[Task requirements]
a. From the text on local authorities and HIV, copy the passage from "- A reduction" to "non-stigmatising and supportive." word for word.
b. Answer these questions using the text on local authorities and HIV:
(i) Which four areas of public health policy does the framework bring together?
(ii) How many framework outcomes are local authorities said to have a vital role in delivering?
(iii) Which self-assessment tool should local authorities play a key role in implementing?

[Extract provided]

+--

Role of local authorities in relation to HIV
The Scottish Sexual Health and Blood Borne Virus Framework and 2015-2020 Update bring together four significant areas of public health policy: sexual health and wellbeing, HIV, hepatitis C and hepatitis B. The framework was intended to promote a holistic approach to sexual health and blood borne viruses by making strong links not only between these four policy areas but also by promoting joined-up working across other key areas including education, the early years and drug and alcohol misuse.
Focused on outcomes
Focused on an outcomes based approach, the framework promotes joint working with a key focus on challenging inequalities. Multi-agency partnership working is therefore central and local authorities - alongside the Scottish Government, NHS, and the third sector - have a vital role to play in delivering the five framework outcomes:
- Fewer newly acquired blood borne virus and sexually transmitted infections; fewer unintended pregnancies.
- A reduction in the health inequalities gap in sexual health and blood borne viruses.
- People affected by blood borne viruses lead longer, healthier lives.
- Sexual relationships are free from coercion and harm.
- A society where the attitudes of individuals, the public, professionals and the media in Scotland towards sexual health and blood borne viruses are positive, non-stigmatising and supportive.
Framework recommendations for local authorities
While the framework takes an outcomes based approach, it also provides a number of recommendations for NHS boards, local authorities, third sector agencies which set out the key approaches or deliverables that will support achievement of the outcomes. Specific to local authorities this includes recommendations that:
- Where relevant, local authorities should link progress against Framework Outcomes to single outcome agreements, in conjunction with local partners;
- Local authorities should take a leadership role in addressing teenage pregnancy and should play a key role in implementing the ‘reducing teenage pregnancy’ self-assessment tool;
- Relationships, Sexual Health and Parenthood education should be provided to all young people, including those not in school, with delivery in line with equality and diversity legal obligations;
- Local authorities should work with partners to ensure that all young people, parents and carers, have access to high quality and consistent information on sexual health and wellbeing; and
- Support services throughout Scotland for those living with HIV should be offered via NHS boards, local authorities and third sector organisations.
An overarching theme of the framework is that all partners have a role in influencing behaviours, lifestyles and risk factors. They should help implement evidence-based prevention initiatives, support testing, strengthen early engagement with treatment services and should provide support services for those living with HIV.
The framework highlights that it is particularly essential local authorities (e.g. education, community services, social work, housing) both recognise and are recognised for the role and contribution they make to tackling blood borne viruses. In addition, the multi-agency approach should centre on and involve people living with and at risk of HIV, to ensure the effective planning of HIV services either directly or through relevant advocacy and support groups.

+--

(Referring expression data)
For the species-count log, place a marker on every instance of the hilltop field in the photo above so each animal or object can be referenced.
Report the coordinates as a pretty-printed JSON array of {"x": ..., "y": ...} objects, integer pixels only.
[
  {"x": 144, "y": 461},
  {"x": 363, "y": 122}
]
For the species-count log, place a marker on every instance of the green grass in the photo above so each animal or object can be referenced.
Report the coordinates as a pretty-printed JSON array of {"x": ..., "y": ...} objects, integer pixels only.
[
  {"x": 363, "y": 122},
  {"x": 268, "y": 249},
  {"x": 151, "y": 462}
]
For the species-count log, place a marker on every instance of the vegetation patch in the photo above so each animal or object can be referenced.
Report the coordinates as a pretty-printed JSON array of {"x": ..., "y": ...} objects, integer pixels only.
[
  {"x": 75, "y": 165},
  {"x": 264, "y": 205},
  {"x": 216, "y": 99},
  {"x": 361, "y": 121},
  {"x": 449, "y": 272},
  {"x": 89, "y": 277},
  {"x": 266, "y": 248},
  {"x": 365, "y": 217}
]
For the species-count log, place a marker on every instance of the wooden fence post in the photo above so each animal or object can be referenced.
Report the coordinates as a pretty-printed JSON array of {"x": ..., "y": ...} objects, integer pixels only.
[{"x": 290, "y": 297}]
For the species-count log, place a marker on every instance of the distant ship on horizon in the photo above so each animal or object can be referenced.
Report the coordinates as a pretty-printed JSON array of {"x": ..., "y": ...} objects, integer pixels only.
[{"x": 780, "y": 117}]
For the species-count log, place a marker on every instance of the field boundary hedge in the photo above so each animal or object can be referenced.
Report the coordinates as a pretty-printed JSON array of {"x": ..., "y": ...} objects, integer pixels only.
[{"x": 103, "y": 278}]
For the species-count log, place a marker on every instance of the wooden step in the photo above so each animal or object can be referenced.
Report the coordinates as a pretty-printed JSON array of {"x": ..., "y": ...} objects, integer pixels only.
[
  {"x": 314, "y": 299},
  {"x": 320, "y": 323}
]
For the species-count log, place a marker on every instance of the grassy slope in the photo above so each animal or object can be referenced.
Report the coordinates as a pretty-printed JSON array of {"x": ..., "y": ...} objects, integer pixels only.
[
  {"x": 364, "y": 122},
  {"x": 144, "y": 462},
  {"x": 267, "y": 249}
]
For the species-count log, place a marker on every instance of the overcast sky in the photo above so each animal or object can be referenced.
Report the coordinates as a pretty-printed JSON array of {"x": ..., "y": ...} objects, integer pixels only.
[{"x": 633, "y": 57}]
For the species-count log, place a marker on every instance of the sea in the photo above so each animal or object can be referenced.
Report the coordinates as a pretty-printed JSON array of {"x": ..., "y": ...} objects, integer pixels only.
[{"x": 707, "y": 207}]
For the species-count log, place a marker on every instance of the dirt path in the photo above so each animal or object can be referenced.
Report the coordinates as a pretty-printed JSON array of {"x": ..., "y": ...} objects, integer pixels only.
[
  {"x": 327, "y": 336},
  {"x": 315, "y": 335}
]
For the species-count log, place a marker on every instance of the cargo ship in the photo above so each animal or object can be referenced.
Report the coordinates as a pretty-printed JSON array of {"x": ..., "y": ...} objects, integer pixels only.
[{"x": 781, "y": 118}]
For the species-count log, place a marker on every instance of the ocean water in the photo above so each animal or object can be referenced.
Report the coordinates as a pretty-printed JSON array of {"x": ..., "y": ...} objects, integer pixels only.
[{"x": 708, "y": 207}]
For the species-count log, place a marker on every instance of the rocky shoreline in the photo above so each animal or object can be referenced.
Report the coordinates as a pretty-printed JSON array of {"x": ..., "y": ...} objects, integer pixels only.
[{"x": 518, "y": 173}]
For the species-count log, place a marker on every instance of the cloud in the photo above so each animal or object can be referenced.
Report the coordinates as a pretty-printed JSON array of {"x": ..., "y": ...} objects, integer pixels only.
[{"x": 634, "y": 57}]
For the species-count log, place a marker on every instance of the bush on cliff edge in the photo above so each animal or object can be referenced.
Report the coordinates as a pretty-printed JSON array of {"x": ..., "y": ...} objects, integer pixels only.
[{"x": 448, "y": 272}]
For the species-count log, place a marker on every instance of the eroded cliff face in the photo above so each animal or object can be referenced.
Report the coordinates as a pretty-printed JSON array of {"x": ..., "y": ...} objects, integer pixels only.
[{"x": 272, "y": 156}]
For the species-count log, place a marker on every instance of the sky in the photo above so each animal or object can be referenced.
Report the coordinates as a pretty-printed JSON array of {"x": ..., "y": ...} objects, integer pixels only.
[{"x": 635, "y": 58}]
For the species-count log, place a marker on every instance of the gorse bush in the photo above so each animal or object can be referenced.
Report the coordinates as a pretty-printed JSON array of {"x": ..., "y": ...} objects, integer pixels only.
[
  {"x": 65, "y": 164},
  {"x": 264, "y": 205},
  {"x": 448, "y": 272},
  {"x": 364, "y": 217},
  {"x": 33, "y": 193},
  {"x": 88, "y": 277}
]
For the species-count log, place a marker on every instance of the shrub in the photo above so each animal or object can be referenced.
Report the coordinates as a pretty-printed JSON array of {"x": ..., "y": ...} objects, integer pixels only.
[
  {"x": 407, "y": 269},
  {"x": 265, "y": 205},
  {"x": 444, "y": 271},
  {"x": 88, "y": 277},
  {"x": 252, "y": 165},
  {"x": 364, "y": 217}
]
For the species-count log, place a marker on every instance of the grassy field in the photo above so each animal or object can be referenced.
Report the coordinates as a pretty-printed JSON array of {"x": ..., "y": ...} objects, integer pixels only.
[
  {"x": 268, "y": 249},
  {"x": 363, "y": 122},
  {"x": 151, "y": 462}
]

+--

[Answers provided]
a.
- A reduction in the health inequalities gap in sexual health and blood borne viruses.
- People affected by blood borne viruses lead longer, healthier lives.
- Sexual relationships are free from coercion and harm.
- A society where the attitudes of individuals, the public, professionals and the media in Scotland towards sexual health and blood borne viruses are positive, non-stigmatising and supportive.

b.
(i) Sexual health and wellbeing, HIV, hepatitis C and hepatitis B.
(ii) Five.
(iii) The 'reducing teenage pregnancy' self-assessment tool.